- _Problem statement_:
An exact copy of every record below is needed, with all pictures removed.

(Stored data entries)
· · · · ·

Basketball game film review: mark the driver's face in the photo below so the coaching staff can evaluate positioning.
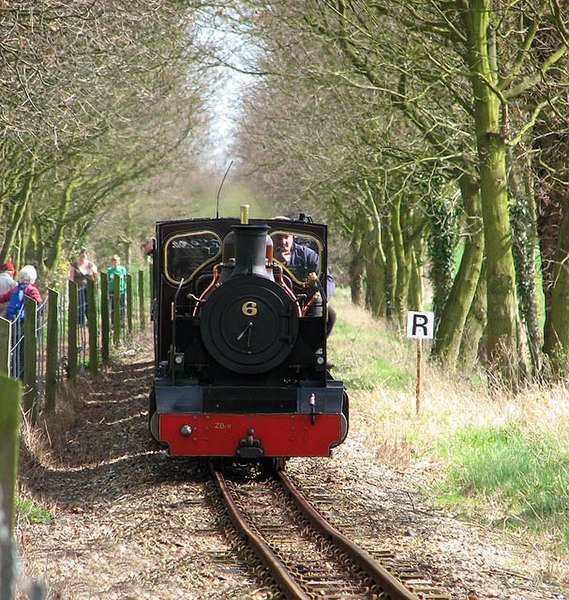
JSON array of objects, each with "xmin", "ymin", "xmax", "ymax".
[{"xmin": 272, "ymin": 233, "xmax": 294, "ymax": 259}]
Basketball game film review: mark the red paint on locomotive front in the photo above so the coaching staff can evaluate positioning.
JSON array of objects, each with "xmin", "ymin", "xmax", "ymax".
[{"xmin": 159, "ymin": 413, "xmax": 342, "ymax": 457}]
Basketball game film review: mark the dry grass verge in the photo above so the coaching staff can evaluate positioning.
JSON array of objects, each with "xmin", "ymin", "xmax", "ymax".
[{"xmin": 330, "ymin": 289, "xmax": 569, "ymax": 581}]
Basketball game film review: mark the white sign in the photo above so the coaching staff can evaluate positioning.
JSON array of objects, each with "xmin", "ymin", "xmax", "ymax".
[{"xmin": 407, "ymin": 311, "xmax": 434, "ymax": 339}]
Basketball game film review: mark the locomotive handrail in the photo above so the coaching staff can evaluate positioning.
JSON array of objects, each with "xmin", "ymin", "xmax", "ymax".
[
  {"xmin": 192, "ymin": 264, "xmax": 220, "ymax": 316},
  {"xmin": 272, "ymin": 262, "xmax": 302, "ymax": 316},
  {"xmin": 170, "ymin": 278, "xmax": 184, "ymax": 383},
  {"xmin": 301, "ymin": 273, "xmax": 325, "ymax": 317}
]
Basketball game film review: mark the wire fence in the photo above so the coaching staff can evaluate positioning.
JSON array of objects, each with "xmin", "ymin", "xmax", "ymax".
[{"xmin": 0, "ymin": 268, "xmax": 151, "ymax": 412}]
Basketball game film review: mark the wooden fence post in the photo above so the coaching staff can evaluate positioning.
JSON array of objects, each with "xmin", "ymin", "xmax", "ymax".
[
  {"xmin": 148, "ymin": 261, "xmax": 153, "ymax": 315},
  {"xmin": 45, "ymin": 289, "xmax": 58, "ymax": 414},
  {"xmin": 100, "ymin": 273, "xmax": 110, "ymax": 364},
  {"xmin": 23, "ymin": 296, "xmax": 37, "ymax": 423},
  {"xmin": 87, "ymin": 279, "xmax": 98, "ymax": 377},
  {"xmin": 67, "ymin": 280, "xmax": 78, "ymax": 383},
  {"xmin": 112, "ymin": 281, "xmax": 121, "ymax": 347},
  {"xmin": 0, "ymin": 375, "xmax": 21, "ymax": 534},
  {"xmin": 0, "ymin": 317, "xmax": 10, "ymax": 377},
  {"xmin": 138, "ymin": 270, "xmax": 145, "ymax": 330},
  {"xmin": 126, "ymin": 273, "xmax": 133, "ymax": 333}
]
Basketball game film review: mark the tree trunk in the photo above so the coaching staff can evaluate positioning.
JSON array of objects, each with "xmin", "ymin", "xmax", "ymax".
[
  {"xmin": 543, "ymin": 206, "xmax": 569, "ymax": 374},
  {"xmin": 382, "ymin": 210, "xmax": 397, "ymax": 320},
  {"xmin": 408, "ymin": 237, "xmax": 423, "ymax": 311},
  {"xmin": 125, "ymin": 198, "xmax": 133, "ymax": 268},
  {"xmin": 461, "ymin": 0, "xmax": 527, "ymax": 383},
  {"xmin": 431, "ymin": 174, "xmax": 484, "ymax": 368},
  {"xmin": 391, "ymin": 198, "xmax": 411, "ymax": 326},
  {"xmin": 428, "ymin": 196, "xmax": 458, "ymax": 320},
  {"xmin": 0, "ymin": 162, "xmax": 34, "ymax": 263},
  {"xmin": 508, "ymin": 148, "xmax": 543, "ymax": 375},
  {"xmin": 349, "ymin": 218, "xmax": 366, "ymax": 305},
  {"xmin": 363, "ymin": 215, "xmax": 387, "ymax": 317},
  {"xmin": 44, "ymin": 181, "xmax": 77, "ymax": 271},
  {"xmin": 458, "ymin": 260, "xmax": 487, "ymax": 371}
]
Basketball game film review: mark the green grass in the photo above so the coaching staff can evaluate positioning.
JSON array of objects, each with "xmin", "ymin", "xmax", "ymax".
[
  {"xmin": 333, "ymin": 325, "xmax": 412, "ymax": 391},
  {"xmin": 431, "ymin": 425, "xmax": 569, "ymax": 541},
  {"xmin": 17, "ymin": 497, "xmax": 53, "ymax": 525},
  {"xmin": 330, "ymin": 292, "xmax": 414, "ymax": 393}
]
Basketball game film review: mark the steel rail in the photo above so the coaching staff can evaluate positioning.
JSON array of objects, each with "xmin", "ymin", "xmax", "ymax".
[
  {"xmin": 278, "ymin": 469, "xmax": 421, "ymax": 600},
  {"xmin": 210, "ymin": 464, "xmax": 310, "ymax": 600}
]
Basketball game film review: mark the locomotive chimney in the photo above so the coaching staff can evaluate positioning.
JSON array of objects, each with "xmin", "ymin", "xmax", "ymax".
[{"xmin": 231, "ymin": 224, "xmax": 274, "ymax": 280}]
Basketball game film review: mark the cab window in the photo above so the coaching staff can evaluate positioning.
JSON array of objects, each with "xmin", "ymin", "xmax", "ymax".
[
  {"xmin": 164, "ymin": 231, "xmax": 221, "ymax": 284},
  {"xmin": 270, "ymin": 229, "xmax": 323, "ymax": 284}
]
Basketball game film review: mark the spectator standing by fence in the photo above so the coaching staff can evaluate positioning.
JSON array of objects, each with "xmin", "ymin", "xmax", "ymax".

· · · · ·

- _Response area_:
Basketball game film review: mark the driver's face in the photo below so the coaching staff can evaluate positioning.
JSON array of objects, each with "xmin", "ymin", "xmax", "ymax".
[{"xmin": 272, "ymin": 233, "xmax": 294, "ymax": 259}]
Basketball game film review: mark the red paint on locomotive front in the photo above so the coaching staff can evaluate positioning.
JSON array of objects, each with "xmin", "ymin", "xmax", "ymax".
[{"xmin": 159, "ymin": 413, "xmax": 342, "ymax": 457}]
Basketball game film review: mark the dry grass verge in the photo above so the coaching staff can evaluate positioning.
JSON array of objects, each with "xmin", "ymin", "xmax", "ymax".
[{"xmin": 330, "ymin": 289, "xmax": 569, "ymax": 581}]
Basketball game film review: mark the white sign in the photo above so the coaching staff can evaluate positioning.
JSON array of objects, each with "xmin", "ymin", "xmax", "ymax".
[{"xmin": 407, "ymin": 311, "xmax": 434, "ymax": 339}]
Basketball game film review: mark the locomotive handrail in the photo above so the coaching staff can evaluate positioning.
JSON array of objects, each with "xmin", "ymin", "xmax", "ymax".
[
  {"xmin": 192, "ymin": 264, "xmax": 220, "ymax": 316},
  {"xmin": 272, "ymin": 262, "xmax": 302, "ymax": 316},
  {"xmin": 170, "ymin": 278, "xmax": 184, "ymax": 383},
  {"xmin": 301, "ymin": 273, "xmax": 325, "ymax": 317}
]
Basketball game film review: mark the wire fence in the photo above so the coaching staff can evaluate positioning.
JSON array of objects, each with "xmin", "ymin", "xmax", "ymax".
[{"xmin": 0, "ymin": 268, "xmax": 151, "ymax": 412}]
Basketball game film review: mark the wooden fence post in the photo above so the coaching staff can evaluate positioning.
JSON array of objects, each with "xmin", "ymin", "xmax", "ymax".
[
  {"xmin": 148, "ymin": 261, "xmax": 153, "ymax": 315},
  {"xmin": 45, "ymin": 289, "xmax": 58, "ymax": 414},
  {"xmin": 100, "ymin": 273, "xmax": 110, "ymax": 364},
  {"xmin": 23, "ymin": 296, "xmax": 37, "ymax": 423},
  {"xmin": 87, "ymin": 279, "xmax": 98, "ymax": 377},
  {"xmin": 67, "ymin": 280, "xmax": 78, "ymax": 383},
  {"xmin": 112, "ymin": 281, "xmax": 121, "ymax": 347},
  {"xmin": 0, "ymin": 375, "xmax": 21, "ymax": 534},
  {"xmin": 0, "ymin": 317, "xmax": 10, "ymax": 377},
  {"xmin": 138, "ymin": 270, "xmax": 145, "ymax": 330},
  {"xmin": 126, "ymin": 273, "xmax": 133, "ymax": 333}
]
Basketball game film review: mark the tree trunk in the photo above so the coaching staff can evaluate positioning.
JSON array of objects, each with "xmin", "ymin", "xmax", "ymax".
[
  {"xmin": 543, "ymin": 206, "xmax": 569, "ymax": 374},
  {"xmin": 382, "ymin": 210, "xmax": 397, "ymax": 320},
  {"xmin": 408, "ymin": 237, "xmax": 423, "ymax": 311},
  {"xmin": 125, "ymin": 198, "xmax": 133, "ymax": 268},
  {"xmin": 461, "ymin": 0, "xmax": 527, "ymax": 383},
  {"xmin": 431, "ymin": 174, "xmax": 484, "ymax": 368},
  {"xmin": 391, "ymin": 198, "xmax": 411, "ymax": 326},
  {"xmin": 428, "ymin": 196, "xmax": 458, "ymax": 320},
  {"xmin": 0, "ymin": 162, "xmax": 34, "ymax": 263},
  {"xmin": 508, "ymin": 148, "xmax": 543, "ymax": 375},
  {"xmin": 349, "ymin": 218, "xmax": 366, "ymax": 305},
  {"xmin": 363, "ymin": 215, "xmax": 387, "ymax": 317},
  {"xmin": 44, "ymin": 181, "xmax": 77, "ymax": 271},
  {"xmin": 458, "ymin": 260, "xmax": 487, "ymax": 371}
]
Basketball game film review: mark the green grass in the photo above so the coaching staff can evaluate positioning.
JSON array of objects, each with "xmin", "ymin", "xmax", "ymax".
[
  {"xmin": 333, "ymin": 325, "xmax": 412, "ymax": 391},
  {"xmin": 431, "ymin": 425, "xmax": 569, "ymax": 541},
  {"xmin": 17, "ymin": 497, "xmax": 53, "ymax": 525},
  {"xmin": 330, "ymin": 292, "xmax": 414, "ymax": 393}
]
Basketball game film review: mark the steel rail in the photo above so the coaching staff can evaluate positioning.
JSON array of objects, each with "xmin", "ymin", "xmax", "ymax".
[
  {"xmin": 278, "ymin": 469, "xmax": 421, "ymax": 600},
  {"xmin": 210, "ymin": 464, "xmax": 310, "ymax": 600}
]
Basketball game film review: mark the locomotive chimney in the photo above so the coaching staff can evaluate positioning.
JSON array of objects, each with "xmin", "ymin", "xmax", "ymax".
[{"xmin": 231, "ymin": 224, "xmax": 274, "ymax": 280}]
Basketball game film review: mark the cab window in the photo above so the coaching staff can evaluate positioning.
JSON array of objects, each with "xmin", "ymin", "xmax", "ymax".
[
  {"xmin": 164, "ymin": 231, "xmax": 221, "ymax": 284},
  {"xmin": 270, "ymin": 229, "xmax": 323, "ymax": 284}
]
Basketball game film review: mark the spectator standing by fence in the photo above so the coaching staff can evaluate positioning.
JSON array of objects, each with "xmin", "ymin", "xmax", "ymax".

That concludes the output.